• **AUFGABEN BEARBEITEN**
1. Welche zwei Männer starben laut dem Textauszug über Oury Jalloh schon vor ihm in der Dessauer Polizeiwache?
2. Bitte setze den Textauszug über Oury Jalloh im Anschluss an seinen letzten Satz fort.

Die Beschäftigung mit dem Tod von Oury Jalloh legt aber auch offen, dass neben Rassismus die Verachtung von einkommensarmen Menschen ebenso das Problem ist. Bereits vor dem Tod von Oury Jalloh starben in der Dessauer Polizeiwache zwei Männer mit weißer Hautfarbe (2002 der wohnungslose Mario Bichtemann und 1997 Hans-Jürgen Rose).

Auch in den USA richtet sich die Polizeigewalt oft gegen Menschen mit geringem Einkommen, die sich in prekären Lebens- und Arbeitsverhältnissen befanden. Dazu gehörte auch George Floyd. Es wäre also sinnvoll, wenn neben der Hautfarbe auch die Klassenlage der Betroffenen thematisiert würde.

Damit würde auch verhindert, dass sich hier neue Spaltungslinien auftun. Viele weiße Erwerbslose werden von den Rechten umworben, auch mit der Propaganda, dass die Politik für sie wenig tut. Von den Rechten wird hier bewusst, eine Spaltungslinie auf Grund der Hautfarbe aufgebaut. Diesen Fehler sollte eine Gegenbewegung nicht machen.

Kampf gegen Rassismus und kapitalistische Ausbeutung

Es gibt historische Beispiele, wie in den USA der antirassistische Kampf mit Erfahrungen aus der Arbeitswelt verbunden wurde.

• **EXTRAHIERTE DATEN**

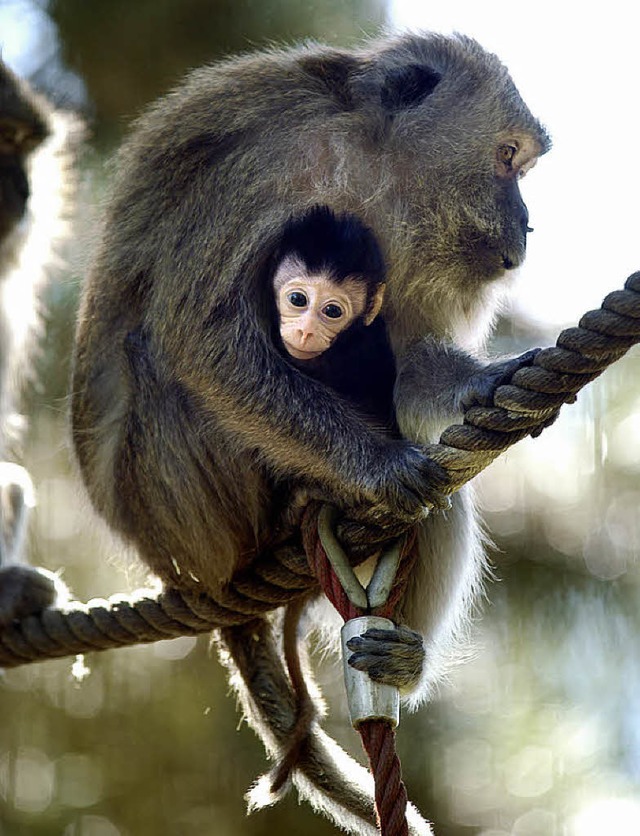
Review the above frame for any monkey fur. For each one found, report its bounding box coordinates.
[271,201,397,424]
[72,34,549,832]
[0,62,79,625]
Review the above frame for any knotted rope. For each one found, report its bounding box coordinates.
[302,508,416,836]
[0,272,640,668]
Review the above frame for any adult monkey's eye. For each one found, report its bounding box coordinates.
[498,145,518,168]
[287,290,308,308]
[322,302,342,319]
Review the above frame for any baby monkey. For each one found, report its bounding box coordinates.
[271,206,424,793]
[273,206,395,430]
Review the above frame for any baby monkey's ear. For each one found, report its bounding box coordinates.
[364,283,386,325]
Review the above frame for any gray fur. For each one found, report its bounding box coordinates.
[72,35,549,828]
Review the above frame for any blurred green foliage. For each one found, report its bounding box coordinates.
[0,0,640,836]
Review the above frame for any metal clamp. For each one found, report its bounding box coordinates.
[318,505,404,728]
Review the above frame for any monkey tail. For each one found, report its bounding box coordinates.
[219,619,432,836]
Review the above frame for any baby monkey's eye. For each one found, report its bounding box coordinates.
[498,145,518,167]
[287,290,308,308]
[322,302,342,319]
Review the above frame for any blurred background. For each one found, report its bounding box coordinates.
[0,0,640,836]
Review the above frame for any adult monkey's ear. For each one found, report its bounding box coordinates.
[300,49,362,110]
[364,284,386,325]
[380,64,441,113]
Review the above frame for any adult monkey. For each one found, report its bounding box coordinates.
[0,62,75,625]
[72,35,549,832]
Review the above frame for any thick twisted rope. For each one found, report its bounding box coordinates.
[302,508,416,836]
[0,272,640,668]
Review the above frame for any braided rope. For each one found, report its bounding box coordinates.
[302,508,417,836]
[0,272,640,668]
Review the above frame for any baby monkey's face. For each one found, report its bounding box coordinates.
[274,258,367,360]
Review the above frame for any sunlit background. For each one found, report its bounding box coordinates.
[0,0,640,836]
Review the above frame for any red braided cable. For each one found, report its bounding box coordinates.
[302,508,415,836]
[358,720,409,836]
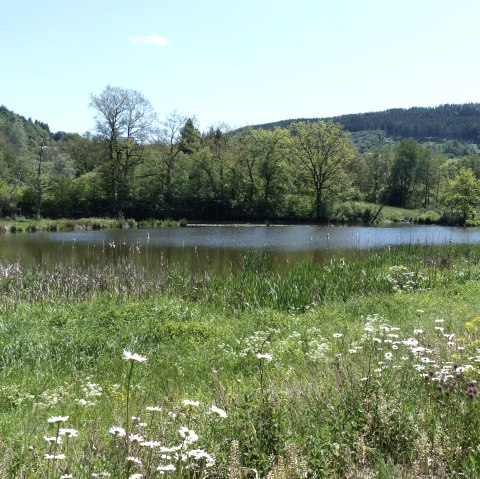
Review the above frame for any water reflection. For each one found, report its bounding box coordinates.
[0,225,480,274]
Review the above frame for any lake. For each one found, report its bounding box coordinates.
[0,224,480,274]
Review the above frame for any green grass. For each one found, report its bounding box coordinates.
[0,218,184,233]
[0,246,480,479]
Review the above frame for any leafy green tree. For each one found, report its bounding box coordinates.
[445,168,480,224]
[289,121,355,221]
[180,118,202,155]
[387,138,423,208]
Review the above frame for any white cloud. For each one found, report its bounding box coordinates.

• **LÖSUNGEN**
1. Mario Bichtemann (2002) und Hans-Jürgen Rose (1997).

2.
Noch in den 1950er und 1960er Jahren spielten linke Gewerkschafter im Kampf gegen den Rassismus in den USA eine wichtige Rolle. Daran erinnerte kürzlich der US-Literaturprofessor Walter Benn Michaels in einen Artikel mit dem bezeichnenden Titel Rassismus, Kunst und Klassenfrage in der Le Monde Diplomatique. Er schildert, wer nach dem rassistischen Mord an den schwarzen Schüler Til Emmett Solidarität mit den Opfern geübt hat.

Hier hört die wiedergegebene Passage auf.